## Instrução A
Entre as linhas que aparecem depois do texto, devolva, por favor, todas as que contêm a palavra "horse".

A luz que envolveu Paulo naquele meio-dia diante dos muros de Damasco, impregnou de modo indelével o sinal da presença do Cristo glorioso. Doravante dará testemunho do Senhor "Como se visse o Invisível" (Hebreus 11,27). Jamais esquecerá a hora de Damasco como João nunca esqueceu a hora em que pela primeira vez encontrou o Mestre. (Jo 1,39)

Santo Agostinho descreve a profundidade desse ENCONTRO: "Tarde te amei, ó beleza tão antiga e tão nova, tarde te amei! Eis que habitavas dentro de mim e eu, fora. E aí te procurava e lançava-me, nada belo, ante a beleza que tu criaste. Estavas comigo e eu não contigo. Seguravam-me longe de ti as coisas que não existiriam, se não existissem em ti. Chamaste, clamaste e rompeste a minha surdez, brilhaste, resplandeceste e afugentaste minha cegueira. Exalaste perfume e respirei. Agora anelo por ti. Provei-te e tenho fome e sede. Tocaste-me e ardi por tua paz".

A chave para compreendermos com que força o chamado do Senhor transformou a vida de Saulo está em 1Cor 9,16 "Evangelizar não é título de glória para mim, é, antes, uma necessidade que se me impõe. Ai de mim, se eu não evangelizar".

## Instrução B
Verta para o inglês esta frase do texto base: "Seguravam-me longe de ti as coisas que não existiriam, se não existissem em ti."

## Dados de origem
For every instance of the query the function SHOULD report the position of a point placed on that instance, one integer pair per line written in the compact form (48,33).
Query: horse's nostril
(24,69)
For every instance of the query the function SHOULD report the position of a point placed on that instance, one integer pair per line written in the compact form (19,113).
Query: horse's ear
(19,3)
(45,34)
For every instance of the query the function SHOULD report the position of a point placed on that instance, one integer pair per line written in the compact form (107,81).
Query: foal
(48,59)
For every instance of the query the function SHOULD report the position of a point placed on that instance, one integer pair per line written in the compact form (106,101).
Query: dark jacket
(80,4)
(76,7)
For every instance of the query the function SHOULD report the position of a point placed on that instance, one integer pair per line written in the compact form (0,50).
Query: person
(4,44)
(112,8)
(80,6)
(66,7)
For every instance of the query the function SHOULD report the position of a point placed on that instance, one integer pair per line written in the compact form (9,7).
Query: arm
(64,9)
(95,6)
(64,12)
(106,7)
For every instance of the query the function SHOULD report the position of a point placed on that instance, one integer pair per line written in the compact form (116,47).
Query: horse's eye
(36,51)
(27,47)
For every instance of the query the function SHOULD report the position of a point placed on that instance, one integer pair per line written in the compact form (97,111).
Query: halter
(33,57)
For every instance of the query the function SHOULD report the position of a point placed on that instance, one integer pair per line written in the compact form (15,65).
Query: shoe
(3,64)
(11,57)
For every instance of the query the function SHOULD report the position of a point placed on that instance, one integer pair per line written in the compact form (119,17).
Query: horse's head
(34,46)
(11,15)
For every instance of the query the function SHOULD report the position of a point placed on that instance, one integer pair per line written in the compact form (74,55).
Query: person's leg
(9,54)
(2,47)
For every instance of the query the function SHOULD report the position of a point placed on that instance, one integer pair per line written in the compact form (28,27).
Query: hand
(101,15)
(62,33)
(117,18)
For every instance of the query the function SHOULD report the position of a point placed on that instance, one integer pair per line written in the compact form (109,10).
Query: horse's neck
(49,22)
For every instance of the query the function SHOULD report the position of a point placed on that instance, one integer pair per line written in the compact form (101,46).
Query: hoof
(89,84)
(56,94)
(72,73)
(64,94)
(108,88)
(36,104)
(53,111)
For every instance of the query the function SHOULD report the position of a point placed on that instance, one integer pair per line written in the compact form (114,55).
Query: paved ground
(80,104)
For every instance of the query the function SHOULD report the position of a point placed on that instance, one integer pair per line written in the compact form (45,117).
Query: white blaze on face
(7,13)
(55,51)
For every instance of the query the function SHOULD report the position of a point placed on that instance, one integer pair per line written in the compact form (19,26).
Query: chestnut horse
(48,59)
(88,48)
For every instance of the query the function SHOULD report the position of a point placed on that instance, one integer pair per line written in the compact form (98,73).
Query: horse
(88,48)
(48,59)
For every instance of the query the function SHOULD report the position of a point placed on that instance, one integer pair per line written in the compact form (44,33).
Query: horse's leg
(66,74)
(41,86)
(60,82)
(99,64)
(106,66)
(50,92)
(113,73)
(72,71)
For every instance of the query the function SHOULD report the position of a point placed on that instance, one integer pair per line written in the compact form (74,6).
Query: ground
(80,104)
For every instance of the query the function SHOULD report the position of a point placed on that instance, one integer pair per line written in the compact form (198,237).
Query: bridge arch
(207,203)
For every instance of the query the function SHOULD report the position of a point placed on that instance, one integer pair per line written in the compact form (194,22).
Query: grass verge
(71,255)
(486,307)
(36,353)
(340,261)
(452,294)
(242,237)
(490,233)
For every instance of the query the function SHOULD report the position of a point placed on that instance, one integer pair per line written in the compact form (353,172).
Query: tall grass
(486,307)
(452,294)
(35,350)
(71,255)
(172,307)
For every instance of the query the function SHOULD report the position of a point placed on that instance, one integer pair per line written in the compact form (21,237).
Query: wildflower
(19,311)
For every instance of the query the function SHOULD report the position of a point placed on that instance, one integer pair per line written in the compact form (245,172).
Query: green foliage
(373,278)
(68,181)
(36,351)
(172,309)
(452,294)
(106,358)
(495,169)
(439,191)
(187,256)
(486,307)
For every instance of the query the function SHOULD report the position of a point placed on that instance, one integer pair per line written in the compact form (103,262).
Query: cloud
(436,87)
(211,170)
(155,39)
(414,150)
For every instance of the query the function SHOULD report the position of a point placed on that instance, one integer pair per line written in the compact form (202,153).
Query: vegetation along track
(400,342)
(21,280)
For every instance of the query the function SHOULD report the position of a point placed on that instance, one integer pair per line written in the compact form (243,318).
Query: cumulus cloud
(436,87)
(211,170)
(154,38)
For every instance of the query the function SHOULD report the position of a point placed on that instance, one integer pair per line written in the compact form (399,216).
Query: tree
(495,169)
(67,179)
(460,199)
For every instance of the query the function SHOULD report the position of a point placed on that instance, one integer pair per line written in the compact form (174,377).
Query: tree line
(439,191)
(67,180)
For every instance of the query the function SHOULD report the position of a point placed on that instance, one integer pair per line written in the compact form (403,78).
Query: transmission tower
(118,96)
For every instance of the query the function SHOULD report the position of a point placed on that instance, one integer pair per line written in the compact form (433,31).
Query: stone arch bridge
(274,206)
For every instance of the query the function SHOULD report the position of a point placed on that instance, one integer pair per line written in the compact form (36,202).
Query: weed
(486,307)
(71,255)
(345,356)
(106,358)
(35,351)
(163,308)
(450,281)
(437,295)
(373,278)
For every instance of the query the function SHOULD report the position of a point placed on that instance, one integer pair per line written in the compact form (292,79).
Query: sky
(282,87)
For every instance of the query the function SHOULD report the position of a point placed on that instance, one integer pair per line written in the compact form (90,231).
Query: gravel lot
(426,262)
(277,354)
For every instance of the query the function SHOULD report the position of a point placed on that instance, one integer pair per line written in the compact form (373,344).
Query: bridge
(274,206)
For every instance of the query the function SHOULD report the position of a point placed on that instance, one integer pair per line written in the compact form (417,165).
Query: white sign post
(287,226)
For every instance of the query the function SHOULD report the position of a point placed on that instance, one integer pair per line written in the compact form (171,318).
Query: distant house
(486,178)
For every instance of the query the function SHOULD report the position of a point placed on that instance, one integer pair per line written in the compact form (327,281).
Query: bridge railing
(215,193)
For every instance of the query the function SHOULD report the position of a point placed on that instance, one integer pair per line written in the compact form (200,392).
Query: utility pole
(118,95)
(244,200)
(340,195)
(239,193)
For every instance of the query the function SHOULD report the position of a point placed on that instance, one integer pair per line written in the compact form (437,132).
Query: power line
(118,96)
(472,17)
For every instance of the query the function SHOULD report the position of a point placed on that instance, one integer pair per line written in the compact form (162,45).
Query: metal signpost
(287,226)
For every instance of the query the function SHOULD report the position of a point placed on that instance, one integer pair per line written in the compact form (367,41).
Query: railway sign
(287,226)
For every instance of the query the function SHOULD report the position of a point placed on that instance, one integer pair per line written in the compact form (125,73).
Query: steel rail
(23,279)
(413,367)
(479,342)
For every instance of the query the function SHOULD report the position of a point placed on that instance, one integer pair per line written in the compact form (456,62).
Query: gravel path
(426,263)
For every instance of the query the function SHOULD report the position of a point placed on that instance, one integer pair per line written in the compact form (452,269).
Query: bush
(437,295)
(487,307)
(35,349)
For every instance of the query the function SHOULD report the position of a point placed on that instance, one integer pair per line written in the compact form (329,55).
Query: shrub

## Resposta A
Query: horse's nostril
Query: horse's ear
Query: horse's eye
Query: horse's head
Query: horse's neck
Query: chestnut horse
Query: horse
Query: horse's leg

## Resposta B
The things that would not exist if they did not exist in you held me far from you.